Aim of the exercise: Transcribe all the entries word for word, skipping the pictures.

Dataset records about object locations
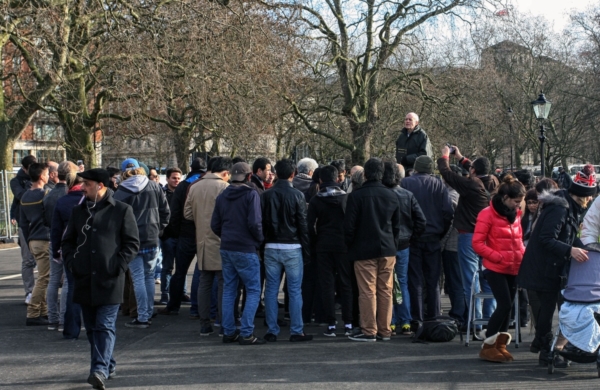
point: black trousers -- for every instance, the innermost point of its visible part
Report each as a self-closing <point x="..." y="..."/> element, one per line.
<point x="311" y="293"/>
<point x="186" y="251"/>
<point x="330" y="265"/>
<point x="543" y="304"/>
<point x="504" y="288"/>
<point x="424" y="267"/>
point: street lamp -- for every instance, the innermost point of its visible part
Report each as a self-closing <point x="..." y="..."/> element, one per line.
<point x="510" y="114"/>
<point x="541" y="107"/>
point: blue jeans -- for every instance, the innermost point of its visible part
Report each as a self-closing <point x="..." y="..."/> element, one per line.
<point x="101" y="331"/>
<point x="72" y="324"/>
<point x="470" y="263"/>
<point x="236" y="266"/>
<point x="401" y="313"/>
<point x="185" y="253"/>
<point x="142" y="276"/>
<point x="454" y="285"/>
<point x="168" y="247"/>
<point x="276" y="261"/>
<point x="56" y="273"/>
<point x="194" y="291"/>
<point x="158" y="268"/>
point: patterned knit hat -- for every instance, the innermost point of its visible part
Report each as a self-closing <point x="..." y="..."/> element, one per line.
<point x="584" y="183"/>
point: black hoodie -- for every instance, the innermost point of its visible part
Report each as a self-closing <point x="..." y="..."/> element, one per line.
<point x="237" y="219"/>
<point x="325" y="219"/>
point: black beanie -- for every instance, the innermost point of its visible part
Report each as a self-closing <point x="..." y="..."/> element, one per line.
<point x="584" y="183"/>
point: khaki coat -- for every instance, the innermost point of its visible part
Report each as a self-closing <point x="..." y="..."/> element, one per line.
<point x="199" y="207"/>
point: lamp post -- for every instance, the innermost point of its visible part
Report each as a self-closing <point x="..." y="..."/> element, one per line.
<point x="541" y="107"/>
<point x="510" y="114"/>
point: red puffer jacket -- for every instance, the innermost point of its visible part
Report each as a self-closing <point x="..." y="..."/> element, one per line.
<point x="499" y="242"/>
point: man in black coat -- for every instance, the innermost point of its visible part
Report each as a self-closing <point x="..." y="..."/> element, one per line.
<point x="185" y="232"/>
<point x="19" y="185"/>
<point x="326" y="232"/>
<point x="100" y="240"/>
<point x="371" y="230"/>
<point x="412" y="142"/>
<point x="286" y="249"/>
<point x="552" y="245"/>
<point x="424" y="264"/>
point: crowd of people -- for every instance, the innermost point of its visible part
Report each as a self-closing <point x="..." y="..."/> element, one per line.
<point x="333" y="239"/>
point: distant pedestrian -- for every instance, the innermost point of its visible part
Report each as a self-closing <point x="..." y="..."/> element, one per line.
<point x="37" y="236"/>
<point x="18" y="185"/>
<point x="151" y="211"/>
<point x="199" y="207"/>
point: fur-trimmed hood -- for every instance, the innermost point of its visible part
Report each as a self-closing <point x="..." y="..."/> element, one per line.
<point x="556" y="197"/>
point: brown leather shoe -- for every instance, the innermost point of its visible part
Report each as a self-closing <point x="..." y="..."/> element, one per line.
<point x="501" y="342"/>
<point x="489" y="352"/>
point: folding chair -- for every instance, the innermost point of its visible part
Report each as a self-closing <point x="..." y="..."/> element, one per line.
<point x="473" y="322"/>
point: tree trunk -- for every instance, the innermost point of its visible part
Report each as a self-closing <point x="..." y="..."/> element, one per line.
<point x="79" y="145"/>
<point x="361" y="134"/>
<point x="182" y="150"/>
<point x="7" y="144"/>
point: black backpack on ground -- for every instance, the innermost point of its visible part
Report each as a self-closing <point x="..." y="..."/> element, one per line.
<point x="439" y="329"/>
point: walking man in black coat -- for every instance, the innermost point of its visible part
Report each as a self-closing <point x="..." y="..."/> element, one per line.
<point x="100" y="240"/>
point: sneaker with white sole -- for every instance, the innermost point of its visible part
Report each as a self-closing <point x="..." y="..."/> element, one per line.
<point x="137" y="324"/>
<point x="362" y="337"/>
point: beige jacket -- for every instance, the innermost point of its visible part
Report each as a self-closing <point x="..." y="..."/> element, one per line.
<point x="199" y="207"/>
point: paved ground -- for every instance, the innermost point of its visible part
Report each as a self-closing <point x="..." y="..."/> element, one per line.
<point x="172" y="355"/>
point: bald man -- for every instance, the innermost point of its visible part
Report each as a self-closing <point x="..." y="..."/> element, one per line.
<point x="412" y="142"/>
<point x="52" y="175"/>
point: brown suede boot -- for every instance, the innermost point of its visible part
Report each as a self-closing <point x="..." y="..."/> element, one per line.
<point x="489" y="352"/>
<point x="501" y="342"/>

Solution below:
point: black trousers -- for every instance, the innermost point of its visible part
Report each as a self-closing <point x="..." y="..."/> element, one per line.
<point x="311" y="293"/>
<point x="186" y="251"/>
<point x="330" y="265"/>
<point x="543" y="304"/>
<point x="504" y="288"/>
<point x="424" y="267"/>
point: street lamp -- for every instance, the innermost point of its visible part
Report each as a self-closing <point x="..." y="..."/> element, one per line.
<point x="510" y="114"/>
<point x="541" y="107"/>
point: blue jeans -- for every instance, the innermost point of its visible part
Report each as a self-closing <point x="..." y="..."/> element, one per line.
<point x="101" y="331"/>
<point x="72" y="324"/>
<point x="470" y="263"/>
<point x="236" y="266"/>
<point x="401" y="313"/>
<point x="185" y="253"/>
<point x="142" y="276"/>
<point x="454" y="285"/>
<point x="168" y="247"/>
<point x="276" y="261"/>
<point x="56" y="273"/>
<point x="194" y="291"/>
<point x="158" y="268"/>
point: patterned knit hat -- for every instance, the innermost point of its visible part
Report each as a self-closing <point x="..." y="..."/> element, one per line.
<point x="584" y="183"/>
point: black hoodie -- for every instance, the innermost point of its visible part
Report each as a self-closing <point x="..." y="..."/> element, one per line.
<point x="237" y="219"/>
<point x="325" y="219"/>
point: black beanie -- for every instance, the innermost point of its visible part
Report each as a self-closing <point x="..." y="..."/> element, one per line.
<point x="584" y="183"/>
point: khaki coat -- for every instance, the innermost point of its visible part
Report each as a self-closing <point x="..." y="..."/> element, one per line.
<point x="199" y="207"/>
point: lamp post -- for every instance, the innermost point of its visible part
Report each as a self-closing <point x="..." y="..."/> element, one per line.
<point x="541" y="107"/>
<point x="510" y="114"/>
point: red puffer jacket -- for every instance, the innermost point of its visible part
Report each as a self-closing <point x="..." y="..."/> element, one per line.
<point x="499" y="242"/>
point: man in black coat -- for every instance, the innermost point of its visible part
Report each as a self-closing <point x="..." y="..."/> element, one per line.
<point x="185" y="232"/>
<point x="19" y="185"/>
<point x="326" y="232"/>
<point x="100" y="240"/>
<point x="371" y="230"/>
<point x="412" y="142"/>
<point x="286" y="249"/>
<point x="552" y="245"/>
<point x="424" y="264"/>
point: crowd of people -- for every instance, the innermost point of its visible part
Report each as a self-closing <point x="..." y="..."/> element, one per line.
<point x="333" y="239"/>
point: distant pedestrian -- for every instance, the innermost point of its visible part
Report each as a self-closing <point x="..." y="..."/> element, one per line.
<point x="37" y="236"/>
<point x="18" y="185"/>
<point x="151" y="211"/>
<point x="199" y="207"/>
point: fur-trimmed hood -- for every instance, the innermost point of its visible part
Report each as a self-closing <point x="..." y="..."/> element, one per line.
<point x="556" y="197"/>
point: brown leather shoe -- for every instance, the innermost point of its visible part
Report each as a self-closing <point x="..." y="..."/> element, one per line.
<point x="501" y="342"/>
<point x="489" y="352"/>
point: folding chair -- for every instance, the innermost point of its visible part
Report each as a self-closing <point x="..." y="..."/> element, one per line.
<point x="473" y="322"/>
point: tree trunk -- for every instance, the innermost point of its visible part
Report each as a self-closing <point x="..." y="..."/> element, one per line.
<point x="79" y="145"/>
<point x="361" y="134"/>
<point x="182" y="150"/>
<point x="7" y="144"/>
point: black backpack on ground -- for every instance, the innermost point of its visible part
Report each as a self-closing <point x="..." y="..."/> element, one per line.
<point x="439" y="329"/>
point: walking man in black coat -- for every instance, the innermost point of its visible part
Report each as a self-closing <point x="..." y="..."/> element, one per line.
<point x="100" y="240"/>
point: sneaker with white sole -- for every instance, the innermost point of its visible part
Report each as a self-closing <point x="..." y="..."/> element, one per line.
<point x="137" y="324"/>
<point x="362" y="337"/>
point: beige jacket -- for every instance, the innermost point of its visible part
Report each as a self-closing <point x="..." y="..."/> element, one per line.
<point x="199" y="207"/>
point: paved ground -- for every instance, the innermost point of its visible part
Report each as a self-closing <point x="..." y="..."/> element, one per line.
<point x="172" y="355"/>
point: bald man -- for every instance, the innermost point of its visible part
Report each as a self-closing <point x="..." y="..."/> element, one per line.
<point x="412" y="142"/>
<point x="52" y="175"/>
point: brown suede boot -- for every instance, the innermost point of its visible part
Report each as a self-closing <point x="..." y="..."/> element, one per line.
<point x="489" y="352"/>
<point x="501" y="342"/>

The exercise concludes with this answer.